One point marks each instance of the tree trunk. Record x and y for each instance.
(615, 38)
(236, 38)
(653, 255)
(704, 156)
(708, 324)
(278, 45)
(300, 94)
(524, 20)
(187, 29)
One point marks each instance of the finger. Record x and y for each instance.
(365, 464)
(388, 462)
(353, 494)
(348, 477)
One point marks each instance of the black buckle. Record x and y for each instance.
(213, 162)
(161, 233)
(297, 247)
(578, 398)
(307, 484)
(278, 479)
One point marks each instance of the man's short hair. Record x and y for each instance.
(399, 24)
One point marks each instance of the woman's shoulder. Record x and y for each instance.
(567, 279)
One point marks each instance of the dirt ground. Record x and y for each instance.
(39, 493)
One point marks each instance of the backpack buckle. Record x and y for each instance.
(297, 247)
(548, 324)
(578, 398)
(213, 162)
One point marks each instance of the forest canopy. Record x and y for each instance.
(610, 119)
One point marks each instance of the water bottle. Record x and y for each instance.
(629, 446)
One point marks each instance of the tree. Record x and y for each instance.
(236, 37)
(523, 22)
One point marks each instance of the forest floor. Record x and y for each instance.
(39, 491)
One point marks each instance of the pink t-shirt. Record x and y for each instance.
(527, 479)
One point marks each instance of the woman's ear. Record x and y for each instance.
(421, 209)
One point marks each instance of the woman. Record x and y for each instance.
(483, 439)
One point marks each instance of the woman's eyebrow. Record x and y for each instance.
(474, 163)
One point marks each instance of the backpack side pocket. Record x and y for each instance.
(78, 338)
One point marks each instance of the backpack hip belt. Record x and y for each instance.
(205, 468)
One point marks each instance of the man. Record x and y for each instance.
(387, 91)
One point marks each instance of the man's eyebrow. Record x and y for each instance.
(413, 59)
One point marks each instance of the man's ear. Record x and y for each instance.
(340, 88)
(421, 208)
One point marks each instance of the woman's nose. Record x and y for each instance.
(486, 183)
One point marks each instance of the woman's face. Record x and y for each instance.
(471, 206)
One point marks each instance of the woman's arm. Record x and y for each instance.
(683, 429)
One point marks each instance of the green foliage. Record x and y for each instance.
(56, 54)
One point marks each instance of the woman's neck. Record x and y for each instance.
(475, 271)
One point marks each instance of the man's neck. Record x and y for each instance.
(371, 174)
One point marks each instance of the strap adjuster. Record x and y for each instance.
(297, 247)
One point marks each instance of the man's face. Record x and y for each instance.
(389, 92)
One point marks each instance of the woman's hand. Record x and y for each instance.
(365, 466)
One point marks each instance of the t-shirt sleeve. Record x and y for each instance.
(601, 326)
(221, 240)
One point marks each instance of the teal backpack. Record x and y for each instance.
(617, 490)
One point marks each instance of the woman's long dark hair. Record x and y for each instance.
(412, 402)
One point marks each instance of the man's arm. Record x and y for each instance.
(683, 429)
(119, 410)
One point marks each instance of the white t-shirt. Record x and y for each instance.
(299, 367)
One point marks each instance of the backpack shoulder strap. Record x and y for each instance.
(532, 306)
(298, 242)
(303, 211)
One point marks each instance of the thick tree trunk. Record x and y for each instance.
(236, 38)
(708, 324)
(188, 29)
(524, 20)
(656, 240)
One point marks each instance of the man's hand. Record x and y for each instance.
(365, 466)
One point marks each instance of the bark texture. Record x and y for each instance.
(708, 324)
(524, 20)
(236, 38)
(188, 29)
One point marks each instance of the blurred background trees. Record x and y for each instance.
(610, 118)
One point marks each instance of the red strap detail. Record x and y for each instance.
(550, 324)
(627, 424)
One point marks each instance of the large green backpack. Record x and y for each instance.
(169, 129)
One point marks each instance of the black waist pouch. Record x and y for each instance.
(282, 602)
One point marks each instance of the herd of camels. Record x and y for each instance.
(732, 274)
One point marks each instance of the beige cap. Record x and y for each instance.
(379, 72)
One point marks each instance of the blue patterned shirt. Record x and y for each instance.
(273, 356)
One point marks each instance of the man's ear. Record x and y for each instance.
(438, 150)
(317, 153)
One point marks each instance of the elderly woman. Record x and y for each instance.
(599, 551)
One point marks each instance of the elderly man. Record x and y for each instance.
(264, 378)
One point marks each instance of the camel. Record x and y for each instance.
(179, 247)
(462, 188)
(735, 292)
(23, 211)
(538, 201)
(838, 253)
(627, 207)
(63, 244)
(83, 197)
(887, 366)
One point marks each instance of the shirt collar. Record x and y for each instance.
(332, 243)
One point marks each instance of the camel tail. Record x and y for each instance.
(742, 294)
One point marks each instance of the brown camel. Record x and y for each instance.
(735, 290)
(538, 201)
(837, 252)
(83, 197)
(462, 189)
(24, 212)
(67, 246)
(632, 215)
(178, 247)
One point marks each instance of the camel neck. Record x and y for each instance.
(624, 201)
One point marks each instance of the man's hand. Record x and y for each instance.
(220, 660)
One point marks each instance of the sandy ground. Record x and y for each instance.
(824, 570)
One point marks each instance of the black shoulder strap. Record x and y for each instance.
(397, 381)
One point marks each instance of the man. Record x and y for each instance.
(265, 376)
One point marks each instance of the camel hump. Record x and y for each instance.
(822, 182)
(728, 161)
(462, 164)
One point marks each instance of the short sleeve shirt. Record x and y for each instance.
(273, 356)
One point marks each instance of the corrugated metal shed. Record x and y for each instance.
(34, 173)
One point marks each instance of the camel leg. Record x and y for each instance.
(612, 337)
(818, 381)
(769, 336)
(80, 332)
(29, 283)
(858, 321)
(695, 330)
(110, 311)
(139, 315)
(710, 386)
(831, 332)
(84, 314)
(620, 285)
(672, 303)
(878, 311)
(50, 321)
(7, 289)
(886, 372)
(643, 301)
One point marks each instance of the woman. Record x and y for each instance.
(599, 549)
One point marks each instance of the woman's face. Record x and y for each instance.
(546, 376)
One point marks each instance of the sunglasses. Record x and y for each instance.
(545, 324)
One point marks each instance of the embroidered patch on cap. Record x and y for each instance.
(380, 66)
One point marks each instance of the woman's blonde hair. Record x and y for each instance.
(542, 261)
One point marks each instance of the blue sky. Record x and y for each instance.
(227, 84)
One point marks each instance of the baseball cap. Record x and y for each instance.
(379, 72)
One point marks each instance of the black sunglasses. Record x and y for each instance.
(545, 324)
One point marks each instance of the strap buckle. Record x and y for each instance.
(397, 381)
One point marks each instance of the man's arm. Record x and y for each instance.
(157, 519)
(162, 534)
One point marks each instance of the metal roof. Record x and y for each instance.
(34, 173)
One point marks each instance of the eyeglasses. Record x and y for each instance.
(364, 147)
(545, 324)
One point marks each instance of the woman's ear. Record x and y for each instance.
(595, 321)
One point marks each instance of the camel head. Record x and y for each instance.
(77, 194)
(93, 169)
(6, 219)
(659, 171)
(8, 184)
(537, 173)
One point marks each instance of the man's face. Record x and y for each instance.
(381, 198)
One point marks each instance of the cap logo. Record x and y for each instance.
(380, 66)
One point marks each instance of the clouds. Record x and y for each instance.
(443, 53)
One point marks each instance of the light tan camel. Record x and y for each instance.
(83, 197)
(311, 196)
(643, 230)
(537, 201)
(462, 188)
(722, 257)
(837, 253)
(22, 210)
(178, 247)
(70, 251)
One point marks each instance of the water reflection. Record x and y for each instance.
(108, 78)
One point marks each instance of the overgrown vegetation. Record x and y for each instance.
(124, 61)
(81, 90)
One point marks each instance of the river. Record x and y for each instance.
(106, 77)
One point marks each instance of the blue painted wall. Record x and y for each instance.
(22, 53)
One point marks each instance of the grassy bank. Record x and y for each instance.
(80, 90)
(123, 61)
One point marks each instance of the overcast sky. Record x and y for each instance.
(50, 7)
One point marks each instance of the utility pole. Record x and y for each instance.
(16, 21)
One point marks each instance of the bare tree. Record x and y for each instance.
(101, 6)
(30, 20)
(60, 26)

------------------------------------------------------------

→ **DIRECTIONS FOR THIS TASK**:
Output exactly the lines from the one containing "One point marks each instance of the water reflection." through the last line of the entries, both ends included.

→ **SOLUTION TO THIS PROBLEM**:
One point marks each instance of the water reflection. Record x and y for each instance.
(108, 78)
One point marks each instance of the overgrown vegetation. Record x and y for each instance.
(124, 61)
(81, 90)
One point marks each instance of the river. Record x and y for each instance.
(106, 77)
One point marks each instance of the blue painted wall. Record x and y for each instance.
(22, 53)
One point marks each instance of the grassy bank. Record x and y for each instance.
(80, 90)
(123, 61)
One point marks each instance of the overcast sky. Record x and y for each instance.
(50, 7)
One point marks each instance of the utility pole. Record x and y for each instance.
(16, 21)
One point marks each instance of the bare tree. Record x and y for each instance.
(101, 6)
(30, 20)
(60, 26)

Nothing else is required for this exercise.